[Given request]:
Please transcribe the stretch of the article about Kate and a new book on royal women from "But while many" through "Kate and Meghan.", keeping every word and mark the same.

[Excerpted passage]:
START

There were huge cheers as the Prince and Princess of Wales arrived at Peter Phillips and Harriet Sperling’s royal wedding in the Cotswolds at the weekend – after driving themselves.
All eyes were on Kate, wearing a chic cream Roland Mouret dress and wide-brimmed hat, as she stepped out of the car in nude heels, not capable of putting a foot wrong – and the most cherished member of the royal institution.
But while many people buy into this picture-perfect image, a new book attempts to dig a little deeper and uncover the real Kate behind the public facade.
In Divide and Rule: Royal Women and Their Battles, author Catherine Mayer argues that this belief is not just because of Kate’s carefully curated public image but also due to a “patrimonarchy” – in which royal women are pitted against each other – which, in this case, is Kate and Meghan.
“A trick patriarchy pulls is to set women against each other, placing them at opposite ends of an infernal seesaw, where, for one to rise, the other must fall, as has happened with Kate and Meghan,” Mayer writes in her book, which is out on 17 June.

END

[Items]:

START

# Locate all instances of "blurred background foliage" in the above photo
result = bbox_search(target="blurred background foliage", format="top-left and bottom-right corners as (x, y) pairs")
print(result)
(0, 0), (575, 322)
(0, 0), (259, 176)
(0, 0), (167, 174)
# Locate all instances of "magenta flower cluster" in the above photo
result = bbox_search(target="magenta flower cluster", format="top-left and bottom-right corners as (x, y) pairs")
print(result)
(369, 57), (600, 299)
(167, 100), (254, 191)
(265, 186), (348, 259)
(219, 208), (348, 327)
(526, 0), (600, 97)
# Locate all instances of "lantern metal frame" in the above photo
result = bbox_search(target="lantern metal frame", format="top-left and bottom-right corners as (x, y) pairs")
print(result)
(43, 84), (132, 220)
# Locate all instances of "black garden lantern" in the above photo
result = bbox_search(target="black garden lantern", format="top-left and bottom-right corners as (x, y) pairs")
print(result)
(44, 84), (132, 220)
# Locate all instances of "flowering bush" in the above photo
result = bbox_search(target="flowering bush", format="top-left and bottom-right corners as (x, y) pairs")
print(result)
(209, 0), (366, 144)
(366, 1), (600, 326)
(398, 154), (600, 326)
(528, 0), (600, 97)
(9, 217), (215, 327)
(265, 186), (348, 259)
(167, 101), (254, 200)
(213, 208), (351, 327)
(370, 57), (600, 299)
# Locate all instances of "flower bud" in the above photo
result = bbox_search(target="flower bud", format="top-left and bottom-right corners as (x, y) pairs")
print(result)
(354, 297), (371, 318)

END

[Completed task]:
But while many people buy into this picture-perfect image, a new book attempts to dig a little deeper and uncover the real Kate behind the public facade.
In Divide and Rule: Royal Women and Their Battles, author Catherine Mayer argues that this belief is not just because of Kate’s carefully curated public image but also due to a “patrimonarchy” – in which royal women are pitted against each other – which, in this case, is Kate and Meghan.